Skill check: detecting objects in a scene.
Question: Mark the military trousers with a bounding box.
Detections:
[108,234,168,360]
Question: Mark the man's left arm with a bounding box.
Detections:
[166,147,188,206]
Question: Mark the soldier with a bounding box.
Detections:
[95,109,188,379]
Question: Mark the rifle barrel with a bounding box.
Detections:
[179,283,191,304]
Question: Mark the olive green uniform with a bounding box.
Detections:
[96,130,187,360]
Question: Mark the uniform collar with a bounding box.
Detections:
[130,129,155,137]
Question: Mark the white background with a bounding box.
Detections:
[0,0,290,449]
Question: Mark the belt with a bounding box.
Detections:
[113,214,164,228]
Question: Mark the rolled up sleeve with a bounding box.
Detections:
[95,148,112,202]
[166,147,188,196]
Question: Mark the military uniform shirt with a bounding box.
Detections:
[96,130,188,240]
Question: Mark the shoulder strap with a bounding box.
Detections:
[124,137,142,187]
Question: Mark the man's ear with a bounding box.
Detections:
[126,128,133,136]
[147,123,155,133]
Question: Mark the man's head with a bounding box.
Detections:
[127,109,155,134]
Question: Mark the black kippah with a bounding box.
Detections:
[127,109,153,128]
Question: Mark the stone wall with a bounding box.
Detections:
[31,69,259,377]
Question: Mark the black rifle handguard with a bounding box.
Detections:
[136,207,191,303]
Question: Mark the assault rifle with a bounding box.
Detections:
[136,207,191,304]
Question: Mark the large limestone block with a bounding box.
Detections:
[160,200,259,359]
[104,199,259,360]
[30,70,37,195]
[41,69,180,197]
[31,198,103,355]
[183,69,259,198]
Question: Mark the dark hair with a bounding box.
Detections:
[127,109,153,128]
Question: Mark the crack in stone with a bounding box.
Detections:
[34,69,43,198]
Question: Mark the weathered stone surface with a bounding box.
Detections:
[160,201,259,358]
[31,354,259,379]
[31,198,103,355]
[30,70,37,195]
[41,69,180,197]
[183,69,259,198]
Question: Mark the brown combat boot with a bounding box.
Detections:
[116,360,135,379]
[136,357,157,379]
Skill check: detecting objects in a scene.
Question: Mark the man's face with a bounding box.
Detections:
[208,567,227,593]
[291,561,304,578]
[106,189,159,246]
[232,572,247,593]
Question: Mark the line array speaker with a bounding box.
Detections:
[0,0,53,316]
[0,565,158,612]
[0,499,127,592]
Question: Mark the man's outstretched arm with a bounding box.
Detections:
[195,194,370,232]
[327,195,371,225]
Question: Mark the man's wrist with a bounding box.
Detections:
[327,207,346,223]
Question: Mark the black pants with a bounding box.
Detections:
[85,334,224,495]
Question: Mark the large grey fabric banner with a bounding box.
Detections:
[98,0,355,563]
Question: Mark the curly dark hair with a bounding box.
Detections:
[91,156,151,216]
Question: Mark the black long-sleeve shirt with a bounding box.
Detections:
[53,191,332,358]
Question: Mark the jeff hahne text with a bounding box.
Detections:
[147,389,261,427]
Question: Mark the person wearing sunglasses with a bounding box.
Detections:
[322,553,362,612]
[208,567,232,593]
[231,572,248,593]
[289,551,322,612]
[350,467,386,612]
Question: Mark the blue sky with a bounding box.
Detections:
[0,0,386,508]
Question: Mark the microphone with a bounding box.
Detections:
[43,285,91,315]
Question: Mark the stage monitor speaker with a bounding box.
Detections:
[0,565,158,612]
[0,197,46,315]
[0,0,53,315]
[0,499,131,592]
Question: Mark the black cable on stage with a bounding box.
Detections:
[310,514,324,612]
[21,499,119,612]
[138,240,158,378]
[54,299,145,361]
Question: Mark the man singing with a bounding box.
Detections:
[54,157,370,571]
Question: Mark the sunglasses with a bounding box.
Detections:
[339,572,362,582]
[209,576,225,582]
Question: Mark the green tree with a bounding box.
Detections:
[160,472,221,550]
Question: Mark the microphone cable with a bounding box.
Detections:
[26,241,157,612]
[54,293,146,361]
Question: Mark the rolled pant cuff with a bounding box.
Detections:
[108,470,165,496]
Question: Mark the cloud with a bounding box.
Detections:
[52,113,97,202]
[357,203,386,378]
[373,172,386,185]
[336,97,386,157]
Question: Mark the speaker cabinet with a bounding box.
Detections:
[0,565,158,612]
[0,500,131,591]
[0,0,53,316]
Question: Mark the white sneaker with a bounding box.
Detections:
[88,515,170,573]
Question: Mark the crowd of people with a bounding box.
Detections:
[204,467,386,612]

..........

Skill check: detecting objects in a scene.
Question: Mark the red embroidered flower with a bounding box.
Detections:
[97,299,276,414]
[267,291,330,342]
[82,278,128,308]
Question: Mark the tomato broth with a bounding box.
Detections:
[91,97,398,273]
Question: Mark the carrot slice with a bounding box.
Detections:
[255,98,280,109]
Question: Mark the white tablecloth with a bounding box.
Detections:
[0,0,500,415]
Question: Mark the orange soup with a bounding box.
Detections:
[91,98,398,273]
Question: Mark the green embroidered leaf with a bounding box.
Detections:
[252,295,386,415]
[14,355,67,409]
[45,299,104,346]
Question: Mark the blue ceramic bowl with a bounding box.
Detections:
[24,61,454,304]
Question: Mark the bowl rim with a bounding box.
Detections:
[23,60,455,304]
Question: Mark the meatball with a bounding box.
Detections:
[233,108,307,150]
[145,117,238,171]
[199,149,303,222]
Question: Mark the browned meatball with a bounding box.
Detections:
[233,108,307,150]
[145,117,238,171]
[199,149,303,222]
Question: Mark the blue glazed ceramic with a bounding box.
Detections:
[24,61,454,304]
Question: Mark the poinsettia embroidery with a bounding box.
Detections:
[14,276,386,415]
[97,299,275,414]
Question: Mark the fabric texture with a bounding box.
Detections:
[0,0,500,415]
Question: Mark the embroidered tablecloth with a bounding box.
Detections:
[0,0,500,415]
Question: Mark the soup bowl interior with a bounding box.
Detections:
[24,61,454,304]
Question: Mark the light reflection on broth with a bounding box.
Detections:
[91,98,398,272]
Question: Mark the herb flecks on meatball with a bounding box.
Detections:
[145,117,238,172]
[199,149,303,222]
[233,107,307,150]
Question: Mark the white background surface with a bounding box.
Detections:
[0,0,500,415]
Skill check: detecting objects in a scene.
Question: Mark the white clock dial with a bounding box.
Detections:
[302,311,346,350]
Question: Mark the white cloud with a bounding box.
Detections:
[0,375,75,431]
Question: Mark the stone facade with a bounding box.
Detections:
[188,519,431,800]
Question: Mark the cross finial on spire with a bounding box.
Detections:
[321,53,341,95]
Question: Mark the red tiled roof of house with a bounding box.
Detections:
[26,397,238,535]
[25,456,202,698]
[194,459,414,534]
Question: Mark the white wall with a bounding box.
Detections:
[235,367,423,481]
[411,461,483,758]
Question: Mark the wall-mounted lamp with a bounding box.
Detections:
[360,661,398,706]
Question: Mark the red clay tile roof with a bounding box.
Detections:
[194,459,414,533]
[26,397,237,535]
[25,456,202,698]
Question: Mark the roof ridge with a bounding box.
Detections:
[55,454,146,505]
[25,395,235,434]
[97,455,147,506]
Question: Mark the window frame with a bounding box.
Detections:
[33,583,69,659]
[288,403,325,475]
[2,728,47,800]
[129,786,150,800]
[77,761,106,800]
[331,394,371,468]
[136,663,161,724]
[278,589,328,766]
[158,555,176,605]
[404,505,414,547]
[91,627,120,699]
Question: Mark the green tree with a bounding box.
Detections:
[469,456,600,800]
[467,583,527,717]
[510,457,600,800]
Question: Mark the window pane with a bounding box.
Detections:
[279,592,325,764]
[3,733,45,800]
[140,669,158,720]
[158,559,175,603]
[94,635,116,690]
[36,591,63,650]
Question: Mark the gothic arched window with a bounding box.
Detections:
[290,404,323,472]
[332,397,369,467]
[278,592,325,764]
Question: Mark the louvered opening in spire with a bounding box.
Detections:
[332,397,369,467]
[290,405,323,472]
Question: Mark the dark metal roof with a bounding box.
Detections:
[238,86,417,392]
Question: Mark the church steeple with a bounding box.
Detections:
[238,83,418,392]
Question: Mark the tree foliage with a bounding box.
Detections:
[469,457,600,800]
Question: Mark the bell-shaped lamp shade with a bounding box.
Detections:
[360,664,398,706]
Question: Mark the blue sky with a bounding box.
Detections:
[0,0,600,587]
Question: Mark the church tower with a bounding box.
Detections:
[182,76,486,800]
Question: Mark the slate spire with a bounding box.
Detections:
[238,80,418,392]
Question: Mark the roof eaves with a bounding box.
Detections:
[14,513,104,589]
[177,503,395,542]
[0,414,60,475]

..........

• _What to produce_
Copy the stretch of items from the line containing "Question: Mark the tomato" through the line containing "[91,98,398,273]", keeping every line identical.

• _Problem solution_
Question: Mark the tomato broth with a bounding box.
Detections:
[91,97,398,273]
Question: Mark the carrot slice with a bounding box.
Detections:
[255,98,280,109]
Question: Mark the white tablecloth with a bounding box.
Detections:
[0,0,500,415]
Question: Mark the orange soup with a bounding box.
Detections:
[91,98,398,273]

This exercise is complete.